What the exercise asks: The listing below contains a span that opens with the line containing "Query: rooftop sign" and closes with the line containing "Expected behaviour: for each instance of the concentric". Return that span exactly.

Start of Supplied entries

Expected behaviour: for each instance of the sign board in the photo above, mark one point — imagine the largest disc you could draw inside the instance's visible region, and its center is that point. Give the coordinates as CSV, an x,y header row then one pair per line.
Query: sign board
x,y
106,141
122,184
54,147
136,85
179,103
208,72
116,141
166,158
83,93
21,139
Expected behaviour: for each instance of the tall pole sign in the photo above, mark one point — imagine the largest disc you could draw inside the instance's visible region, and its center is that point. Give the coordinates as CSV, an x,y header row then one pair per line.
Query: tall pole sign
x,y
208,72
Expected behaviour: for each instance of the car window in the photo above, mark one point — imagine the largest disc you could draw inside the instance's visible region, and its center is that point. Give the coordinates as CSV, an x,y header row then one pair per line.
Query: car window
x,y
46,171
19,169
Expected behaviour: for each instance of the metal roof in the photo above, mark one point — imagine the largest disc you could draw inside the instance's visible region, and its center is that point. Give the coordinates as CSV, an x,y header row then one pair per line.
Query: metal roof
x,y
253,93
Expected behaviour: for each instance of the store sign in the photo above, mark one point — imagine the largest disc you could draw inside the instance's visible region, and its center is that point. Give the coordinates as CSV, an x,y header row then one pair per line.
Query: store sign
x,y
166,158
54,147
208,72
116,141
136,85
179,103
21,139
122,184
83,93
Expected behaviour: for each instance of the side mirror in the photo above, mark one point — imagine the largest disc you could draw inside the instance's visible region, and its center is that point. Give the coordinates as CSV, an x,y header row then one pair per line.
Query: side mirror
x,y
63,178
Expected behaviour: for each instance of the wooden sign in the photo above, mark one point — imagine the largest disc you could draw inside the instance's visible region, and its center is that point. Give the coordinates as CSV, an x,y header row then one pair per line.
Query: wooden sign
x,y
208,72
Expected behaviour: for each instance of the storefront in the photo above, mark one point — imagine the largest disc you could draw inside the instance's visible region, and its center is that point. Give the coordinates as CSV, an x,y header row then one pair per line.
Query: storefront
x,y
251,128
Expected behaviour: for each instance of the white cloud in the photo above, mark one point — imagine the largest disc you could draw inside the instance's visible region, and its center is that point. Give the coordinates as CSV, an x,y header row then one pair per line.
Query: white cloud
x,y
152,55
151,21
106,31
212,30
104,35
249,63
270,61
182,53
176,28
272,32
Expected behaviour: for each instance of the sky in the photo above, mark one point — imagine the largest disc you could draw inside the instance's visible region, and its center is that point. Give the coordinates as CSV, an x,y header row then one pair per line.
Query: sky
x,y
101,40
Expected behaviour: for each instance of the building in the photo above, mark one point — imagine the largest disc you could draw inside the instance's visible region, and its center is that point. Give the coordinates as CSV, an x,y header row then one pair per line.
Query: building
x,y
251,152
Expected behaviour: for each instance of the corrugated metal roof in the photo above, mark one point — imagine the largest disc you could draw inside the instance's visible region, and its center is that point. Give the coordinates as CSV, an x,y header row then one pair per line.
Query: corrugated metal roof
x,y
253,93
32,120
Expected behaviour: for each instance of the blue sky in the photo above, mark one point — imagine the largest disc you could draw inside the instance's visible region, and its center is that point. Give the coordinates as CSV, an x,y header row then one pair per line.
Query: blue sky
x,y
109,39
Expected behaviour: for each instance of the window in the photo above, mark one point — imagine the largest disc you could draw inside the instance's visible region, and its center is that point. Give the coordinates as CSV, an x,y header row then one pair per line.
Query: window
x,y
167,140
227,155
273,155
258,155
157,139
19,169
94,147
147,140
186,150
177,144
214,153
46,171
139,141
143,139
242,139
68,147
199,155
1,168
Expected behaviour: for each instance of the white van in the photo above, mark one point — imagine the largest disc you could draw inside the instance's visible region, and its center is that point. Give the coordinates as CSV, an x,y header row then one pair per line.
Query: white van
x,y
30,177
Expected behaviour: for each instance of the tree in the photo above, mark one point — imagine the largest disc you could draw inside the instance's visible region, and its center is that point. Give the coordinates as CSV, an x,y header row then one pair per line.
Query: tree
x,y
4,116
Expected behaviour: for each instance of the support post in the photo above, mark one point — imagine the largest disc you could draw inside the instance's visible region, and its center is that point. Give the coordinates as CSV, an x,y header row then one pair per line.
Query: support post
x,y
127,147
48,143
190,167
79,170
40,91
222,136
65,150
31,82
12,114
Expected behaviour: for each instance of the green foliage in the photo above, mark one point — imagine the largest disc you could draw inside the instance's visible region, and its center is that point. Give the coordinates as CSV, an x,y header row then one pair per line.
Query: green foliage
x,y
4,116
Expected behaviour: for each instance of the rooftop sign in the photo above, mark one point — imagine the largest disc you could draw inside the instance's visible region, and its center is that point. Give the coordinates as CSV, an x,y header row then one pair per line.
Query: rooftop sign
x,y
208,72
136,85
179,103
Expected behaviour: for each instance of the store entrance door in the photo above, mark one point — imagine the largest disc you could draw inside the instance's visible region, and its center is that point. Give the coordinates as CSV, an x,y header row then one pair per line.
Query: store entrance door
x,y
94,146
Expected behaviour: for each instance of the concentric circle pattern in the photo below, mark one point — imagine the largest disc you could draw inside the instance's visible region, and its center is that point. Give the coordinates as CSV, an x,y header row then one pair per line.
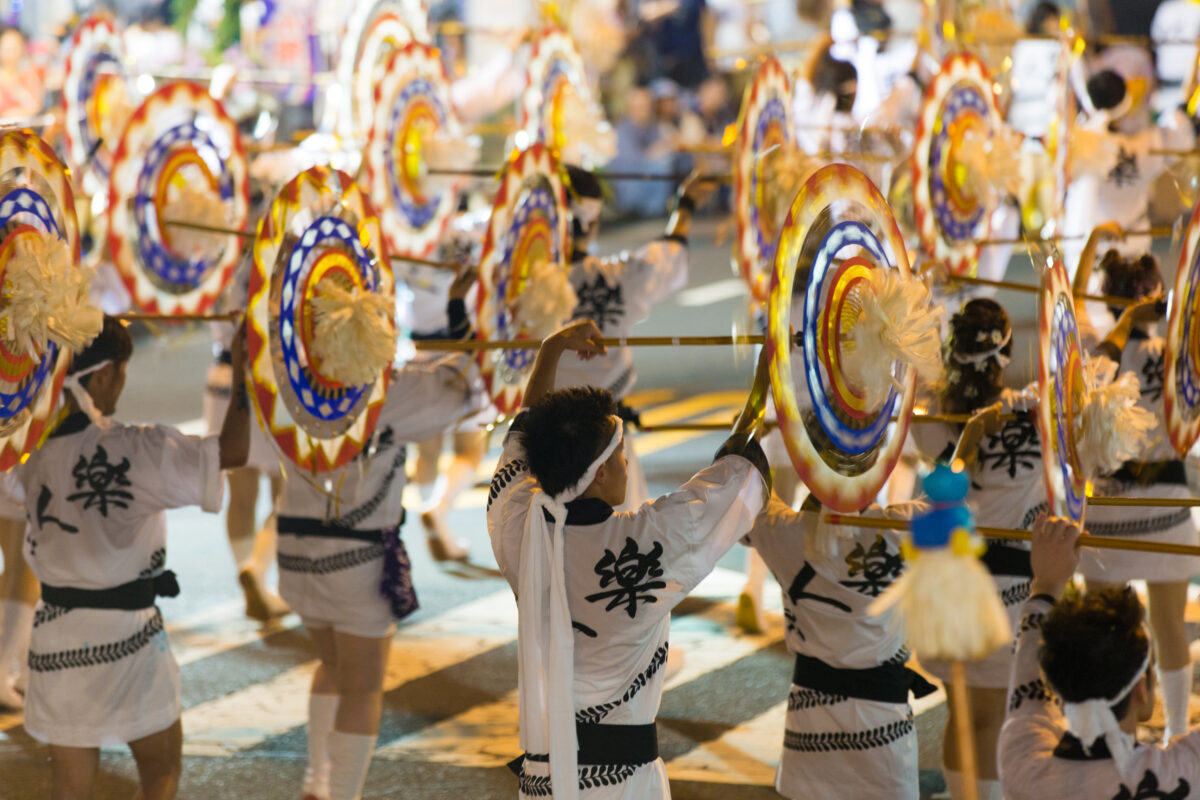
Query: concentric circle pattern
x,y
959,104
838,230
1060,391
179,138
1181,364
766,121
528,227
412,106
35,200
319,229
94,86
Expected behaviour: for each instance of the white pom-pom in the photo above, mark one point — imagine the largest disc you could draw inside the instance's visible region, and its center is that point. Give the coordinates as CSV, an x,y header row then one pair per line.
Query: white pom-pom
x,y
948,605
354,335
1110,427
587,137
46,298
895,323
549,300
196,202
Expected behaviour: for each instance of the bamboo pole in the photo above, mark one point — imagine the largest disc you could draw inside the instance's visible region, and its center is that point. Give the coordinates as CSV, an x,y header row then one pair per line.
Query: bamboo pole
x,y
1013,534
1109,300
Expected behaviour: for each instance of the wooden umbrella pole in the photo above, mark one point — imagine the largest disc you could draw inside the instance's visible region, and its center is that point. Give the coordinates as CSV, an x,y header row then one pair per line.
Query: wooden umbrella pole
x,y
1109,300
1014,534
468,346
1032,240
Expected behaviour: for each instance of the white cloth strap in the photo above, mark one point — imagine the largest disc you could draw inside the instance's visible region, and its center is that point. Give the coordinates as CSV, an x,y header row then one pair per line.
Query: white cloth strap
x,y
545,638
1095,719
83,397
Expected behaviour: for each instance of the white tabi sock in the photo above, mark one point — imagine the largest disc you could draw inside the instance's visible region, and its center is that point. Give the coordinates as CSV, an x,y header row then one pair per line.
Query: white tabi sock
x,y
349,758
1176,687
322,710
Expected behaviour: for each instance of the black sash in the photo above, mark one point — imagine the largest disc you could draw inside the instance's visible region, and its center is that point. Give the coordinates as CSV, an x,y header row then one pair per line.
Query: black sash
x,y
310,527
606,745
885,684
129,596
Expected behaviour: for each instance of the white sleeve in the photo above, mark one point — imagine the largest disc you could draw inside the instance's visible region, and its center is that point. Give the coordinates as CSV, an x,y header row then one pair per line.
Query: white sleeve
x,y
711,512
427,398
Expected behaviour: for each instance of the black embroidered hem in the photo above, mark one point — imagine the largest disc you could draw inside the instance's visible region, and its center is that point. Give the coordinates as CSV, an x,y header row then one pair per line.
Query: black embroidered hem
x,y
598,713
330,563
94,656
841,740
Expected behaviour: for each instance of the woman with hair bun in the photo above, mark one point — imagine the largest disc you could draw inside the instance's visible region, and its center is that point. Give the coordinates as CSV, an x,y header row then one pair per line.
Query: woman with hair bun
x,y
1005,462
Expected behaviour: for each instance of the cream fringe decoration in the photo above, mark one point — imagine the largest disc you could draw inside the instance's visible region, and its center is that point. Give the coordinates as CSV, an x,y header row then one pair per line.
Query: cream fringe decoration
x,y
549,300
354,336
895,323
1111,427
46,298
948,603
588,139
195,202
785,168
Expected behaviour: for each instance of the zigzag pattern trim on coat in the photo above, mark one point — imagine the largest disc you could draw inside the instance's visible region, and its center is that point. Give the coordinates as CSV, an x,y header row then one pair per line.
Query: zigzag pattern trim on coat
x,y
844,740
97,655
598,713
329,564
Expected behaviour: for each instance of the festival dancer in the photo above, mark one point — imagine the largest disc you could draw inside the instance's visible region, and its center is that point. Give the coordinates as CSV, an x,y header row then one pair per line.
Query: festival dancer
x,y
595,587
849,731
345,571
1081,683
1135,344
101,669
1007,489
617,292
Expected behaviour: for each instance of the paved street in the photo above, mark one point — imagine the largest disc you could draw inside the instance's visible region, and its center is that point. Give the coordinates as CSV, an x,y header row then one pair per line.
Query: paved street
x,y
450,716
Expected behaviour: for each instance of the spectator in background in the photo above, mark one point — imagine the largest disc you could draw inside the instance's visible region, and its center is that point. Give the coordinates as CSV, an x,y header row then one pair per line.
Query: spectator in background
x,y
642,148
21,85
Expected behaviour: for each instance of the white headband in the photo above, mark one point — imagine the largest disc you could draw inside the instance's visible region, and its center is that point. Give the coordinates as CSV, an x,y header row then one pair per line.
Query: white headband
x,y
83,398
545,637
1093,719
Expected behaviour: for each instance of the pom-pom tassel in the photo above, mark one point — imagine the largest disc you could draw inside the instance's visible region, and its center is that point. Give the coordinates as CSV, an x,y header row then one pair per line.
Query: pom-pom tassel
x,y
354,335
1110,426
46,298
895,323
549,300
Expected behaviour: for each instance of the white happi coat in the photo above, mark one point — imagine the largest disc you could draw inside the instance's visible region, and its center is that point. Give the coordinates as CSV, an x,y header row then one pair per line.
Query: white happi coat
x,y
624,572
837,746
1144,358
1007,491
1039,759
96,495
616,293
335,582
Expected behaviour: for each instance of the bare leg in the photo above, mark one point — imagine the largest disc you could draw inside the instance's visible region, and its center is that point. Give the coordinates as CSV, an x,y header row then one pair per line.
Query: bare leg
x,y
160,759
73,769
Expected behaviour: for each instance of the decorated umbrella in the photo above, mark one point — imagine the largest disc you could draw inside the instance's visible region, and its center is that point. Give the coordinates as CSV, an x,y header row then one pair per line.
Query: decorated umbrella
x,y
97,98
766,122
43,301
557,106
375,29
413,126
958,125
843,284
318,324
526,250
180,158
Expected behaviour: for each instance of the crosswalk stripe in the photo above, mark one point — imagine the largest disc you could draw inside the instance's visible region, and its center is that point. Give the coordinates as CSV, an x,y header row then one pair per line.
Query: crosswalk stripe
x,y
275,707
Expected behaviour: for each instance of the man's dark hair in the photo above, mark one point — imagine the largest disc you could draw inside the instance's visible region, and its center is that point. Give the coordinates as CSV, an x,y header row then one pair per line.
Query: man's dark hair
x,y
1092,644
564,433
113,343
1107,89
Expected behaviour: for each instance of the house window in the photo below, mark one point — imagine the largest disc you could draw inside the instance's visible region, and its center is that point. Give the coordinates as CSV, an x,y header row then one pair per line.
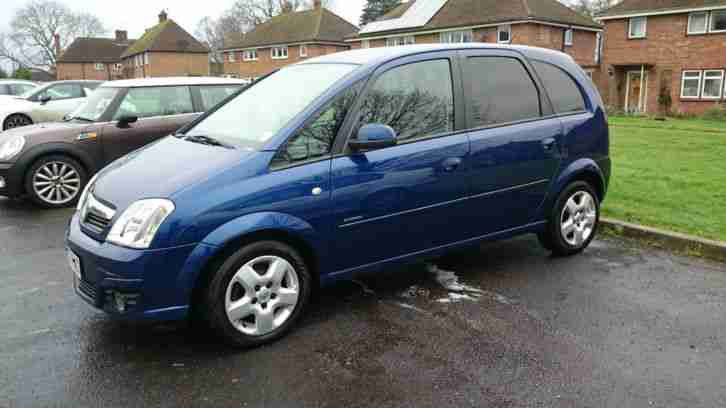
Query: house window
x,y
397,41
568,37
249,55
279,53
637,27
504,34
691,84
450,37
712,84
718,21
697,23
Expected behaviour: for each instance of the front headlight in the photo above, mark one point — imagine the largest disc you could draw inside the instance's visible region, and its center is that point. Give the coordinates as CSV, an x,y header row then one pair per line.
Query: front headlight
x,y
11,147
137,226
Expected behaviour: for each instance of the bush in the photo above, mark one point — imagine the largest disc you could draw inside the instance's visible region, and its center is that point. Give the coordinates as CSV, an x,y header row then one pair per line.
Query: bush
x,y
716,112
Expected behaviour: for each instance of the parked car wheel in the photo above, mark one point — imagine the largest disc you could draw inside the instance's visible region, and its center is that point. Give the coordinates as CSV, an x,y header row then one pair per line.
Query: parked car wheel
x,y
258,293
573,222
55,181
16,120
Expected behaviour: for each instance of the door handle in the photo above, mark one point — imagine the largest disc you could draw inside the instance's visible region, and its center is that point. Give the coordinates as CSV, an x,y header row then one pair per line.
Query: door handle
x,y
549,144
451,163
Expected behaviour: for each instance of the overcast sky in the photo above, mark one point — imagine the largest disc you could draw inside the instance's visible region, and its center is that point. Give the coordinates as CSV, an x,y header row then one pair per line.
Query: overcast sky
x,y
137,15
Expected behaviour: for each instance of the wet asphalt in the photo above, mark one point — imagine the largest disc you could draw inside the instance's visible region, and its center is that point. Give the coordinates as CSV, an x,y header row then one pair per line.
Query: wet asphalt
x,y
502,325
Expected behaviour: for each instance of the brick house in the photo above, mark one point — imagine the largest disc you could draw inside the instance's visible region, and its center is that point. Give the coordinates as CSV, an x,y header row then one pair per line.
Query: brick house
x,y
662,54
541,23
165,50
93,58
286,39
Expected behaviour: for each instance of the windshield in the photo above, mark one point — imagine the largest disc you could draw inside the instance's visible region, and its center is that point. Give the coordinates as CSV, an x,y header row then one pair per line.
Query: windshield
x,y
256,115
95,105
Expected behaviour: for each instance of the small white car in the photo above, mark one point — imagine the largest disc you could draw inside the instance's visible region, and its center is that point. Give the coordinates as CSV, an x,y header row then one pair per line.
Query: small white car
x,y
46,103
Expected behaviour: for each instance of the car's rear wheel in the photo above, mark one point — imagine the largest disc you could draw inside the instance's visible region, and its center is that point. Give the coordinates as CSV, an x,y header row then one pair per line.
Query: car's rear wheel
x,y
574,220
16,120
258,293
55,181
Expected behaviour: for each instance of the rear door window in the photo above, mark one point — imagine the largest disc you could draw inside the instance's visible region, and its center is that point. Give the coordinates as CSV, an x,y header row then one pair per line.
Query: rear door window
x,y
213,95
416,100
500,91
563,91
156,101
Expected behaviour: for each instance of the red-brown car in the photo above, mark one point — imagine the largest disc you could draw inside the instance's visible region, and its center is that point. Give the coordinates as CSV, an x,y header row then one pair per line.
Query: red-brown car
x,y
52,162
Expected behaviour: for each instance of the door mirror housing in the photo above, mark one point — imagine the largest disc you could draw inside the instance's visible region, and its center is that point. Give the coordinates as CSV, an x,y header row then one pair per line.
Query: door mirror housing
x,y
126,120
374,136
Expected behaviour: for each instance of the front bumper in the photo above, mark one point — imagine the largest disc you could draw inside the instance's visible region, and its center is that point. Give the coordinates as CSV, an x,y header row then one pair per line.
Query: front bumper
x,y
149,281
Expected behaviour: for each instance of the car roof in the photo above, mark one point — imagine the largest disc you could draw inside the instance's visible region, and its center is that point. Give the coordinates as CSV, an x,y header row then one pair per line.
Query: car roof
x,y
169,81
376,56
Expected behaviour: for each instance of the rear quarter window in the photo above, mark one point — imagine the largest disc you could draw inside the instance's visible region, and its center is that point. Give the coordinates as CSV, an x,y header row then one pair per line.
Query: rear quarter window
x,y
564,92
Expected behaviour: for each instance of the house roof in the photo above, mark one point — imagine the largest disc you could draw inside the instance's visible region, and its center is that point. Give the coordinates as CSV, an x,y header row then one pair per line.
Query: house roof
x,y
85,49
461,13
303,26
167,36
629,7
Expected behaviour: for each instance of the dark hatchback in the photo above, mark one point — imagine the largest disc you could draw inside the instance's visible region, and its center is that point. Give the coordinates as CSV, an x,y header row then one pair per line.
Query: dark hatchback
x,y
52,162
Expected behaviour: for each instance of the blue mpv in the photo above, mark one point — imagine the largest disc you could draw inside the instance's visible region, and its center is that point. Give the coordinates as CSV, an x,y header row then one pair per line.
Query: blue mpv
x,y
340,165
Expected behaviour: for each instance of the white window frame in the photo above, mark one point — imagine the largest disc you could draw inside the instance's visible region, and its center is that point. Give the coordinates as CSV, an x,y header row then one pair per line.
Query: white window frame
x,y
447,37
501,29
683,83
280,52
630,28
711,21
703,83
569,37
705,27
249,55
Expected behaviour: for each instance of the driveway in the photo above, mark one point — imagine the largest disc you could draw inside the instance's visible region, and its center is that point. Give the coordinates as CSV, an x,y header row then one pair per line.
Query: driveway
x,y
502,325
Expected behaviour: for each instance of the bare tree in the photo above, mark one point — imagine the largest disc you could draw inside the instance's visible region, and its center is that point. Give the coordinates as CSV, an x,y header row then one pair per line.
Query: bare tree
x,y
34,29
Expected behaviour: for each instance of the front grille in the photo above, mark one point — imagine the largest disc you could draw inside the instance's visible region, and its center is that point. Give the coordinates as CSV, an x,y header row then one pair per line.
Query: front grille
x,y
87,289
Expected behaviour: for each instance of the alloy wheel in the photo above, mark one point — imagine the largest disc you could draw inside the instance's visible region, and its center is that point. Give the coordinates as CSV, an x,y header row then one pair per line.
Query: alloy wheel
x,y
56,183
578,218
262,295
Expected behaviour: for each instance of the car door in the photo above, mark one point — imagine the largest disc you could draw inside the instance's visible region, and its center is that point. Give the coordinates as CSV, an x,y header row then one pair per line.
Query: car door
x,y
160,111
515,140
407,198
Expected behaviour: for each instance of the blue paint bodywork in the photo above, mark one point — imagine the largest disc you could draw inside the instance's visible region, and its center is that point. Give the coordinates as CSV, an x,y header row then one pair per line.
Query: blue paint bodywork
x,y
377,209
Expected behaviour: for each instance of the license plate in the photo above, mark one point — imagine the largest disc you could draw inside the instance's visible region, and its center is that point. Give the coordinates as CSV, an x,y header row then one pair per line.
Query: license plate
x,y
75,263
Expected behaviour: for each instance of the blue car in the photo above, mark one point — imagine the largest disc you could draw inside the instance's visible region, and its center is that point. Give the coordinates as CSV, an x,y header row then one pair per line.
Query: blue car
x,y
340,165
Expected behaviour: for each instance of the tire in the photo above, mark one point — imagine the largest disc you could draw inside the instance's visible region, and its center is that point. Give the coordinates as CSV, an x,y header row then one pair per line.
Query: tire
x,y
574,220
258,295
64,176
16,120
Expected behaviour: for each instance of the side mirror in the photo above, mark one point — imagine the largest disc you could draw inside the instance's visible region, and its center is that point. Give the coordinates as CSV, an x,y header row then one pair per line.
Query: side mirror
x,y
373,136
126,120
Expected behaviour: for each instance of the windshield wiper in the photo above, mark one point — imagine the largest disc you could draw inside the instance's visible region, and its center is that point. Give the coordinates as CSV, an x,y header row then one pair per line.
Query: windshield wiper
x,y
205,140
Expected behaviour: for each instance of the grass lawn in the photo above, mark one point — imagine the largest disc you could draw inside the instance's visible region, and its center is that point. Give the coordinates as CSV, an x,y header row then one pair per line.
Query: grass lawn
x,y
669,174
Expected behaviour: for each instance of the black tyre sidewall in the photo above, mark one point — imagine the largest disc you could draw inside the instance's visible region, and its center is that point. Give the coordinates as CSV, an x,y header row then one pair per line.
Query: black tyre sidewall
x,y
58,158
217,290
558,244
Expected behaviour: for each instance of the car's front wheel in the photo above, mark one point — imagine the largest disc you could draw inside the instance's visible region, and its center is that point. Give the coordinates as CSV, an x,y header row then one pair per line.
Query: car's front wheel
x,y
55,181
574,220
258,293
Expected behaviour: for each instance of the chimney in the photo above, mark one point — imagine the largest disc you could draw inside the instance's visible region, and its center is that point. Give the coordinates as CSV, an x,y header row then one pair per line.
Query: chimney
x,y
56,44
122,36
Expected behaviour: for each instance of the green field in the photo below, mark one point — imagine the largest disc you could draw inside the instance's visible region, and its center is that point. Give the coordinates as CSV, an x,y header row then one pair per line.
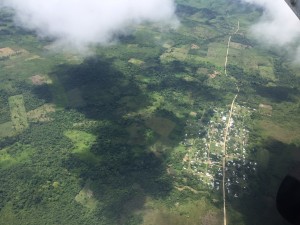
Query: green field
x,y
121,136
18,113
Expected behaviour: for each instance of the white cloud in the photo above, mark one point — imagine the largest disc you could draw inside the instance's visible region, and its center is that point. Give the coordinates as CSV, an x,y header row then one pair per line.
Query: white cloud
x,y
278,26
84,22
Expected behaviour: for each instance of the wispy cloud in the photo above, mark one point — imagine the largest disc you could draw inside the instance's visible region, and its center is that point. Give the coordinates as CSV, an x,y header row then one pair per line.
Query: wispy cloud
x,y
84,22
278,26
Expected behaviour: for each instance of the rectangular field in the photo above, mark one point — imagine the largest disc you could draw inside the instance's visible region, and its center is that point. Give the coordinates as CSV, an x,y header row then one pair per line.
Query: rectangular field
x,y
18,112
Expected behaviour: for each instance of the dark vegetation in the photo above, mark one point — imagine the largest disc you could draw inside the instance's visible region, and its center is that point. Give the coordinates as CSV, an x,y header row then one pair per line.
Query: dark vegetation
x,y
105,96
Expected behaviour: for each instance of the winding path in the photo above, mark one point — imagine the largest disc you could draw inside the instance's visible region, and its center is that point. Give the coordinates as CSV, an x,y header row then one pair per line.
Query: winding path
x,y
227,128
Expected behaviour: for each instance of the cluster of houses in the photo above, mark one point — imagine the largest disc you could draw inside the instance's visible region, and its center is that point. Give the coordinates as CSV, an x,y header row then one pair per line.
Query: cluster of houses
x,y
205,152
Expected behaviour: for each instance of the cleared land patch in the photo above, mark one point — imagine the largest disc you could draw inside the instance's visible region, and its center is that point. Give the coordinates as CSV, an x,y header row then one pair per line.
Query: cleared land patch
x,y
40,114
136,61
75,98
6,129
7,159
40,79
82,141
161,126
86,198
18,112
172,54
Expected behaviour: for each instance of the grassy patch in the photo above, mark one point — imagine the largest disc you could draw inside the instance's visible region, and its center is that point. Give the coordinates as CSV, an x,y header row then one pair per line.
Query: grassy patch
x,y
18,112
6,129
82,143
161,126
86,198
40,114
14,155
172,54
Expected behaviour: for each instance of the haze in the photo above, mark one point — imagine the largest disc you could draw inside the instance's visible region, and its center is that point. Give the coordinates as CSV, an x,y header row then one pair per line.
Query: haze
x,y
81,23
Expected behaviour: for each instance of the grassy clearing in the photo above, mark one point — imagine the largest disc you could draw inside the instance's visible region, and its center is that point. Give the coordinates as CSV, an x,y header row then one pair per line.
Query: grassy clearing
x,y
18,112
8,158
136,62
40,114
216,53
191,212
82,141
75,98
161,126
85,197
6,130
172,54
267,72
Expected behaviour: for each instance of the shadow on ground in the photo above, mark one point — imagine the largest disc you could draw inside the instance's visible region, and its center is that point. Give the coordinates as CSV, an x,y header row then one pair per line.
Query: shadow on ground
x,y
259,205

End of Supplied entries

Exercise output:
Query: rooftop sign
x,y
208,72
136,85
179,103
Expected behaviour: for each instance of the store entrance door in the photo above, mark one point — imagine the largest disc you could draw inside the instance's visible region, and its center is that point. Give the coordinates as CSV, an x,y header row then one pair per line.
Query: store entrance door
x,y
94,146
Expected behaviour: for each instance of the concentric circle pattern in the photo below, mark one point — imagine the largest disc you could draw inside the instance's visible region, and its center is that point. Give the coordinates as CSV, an x,y header row then one pair per line.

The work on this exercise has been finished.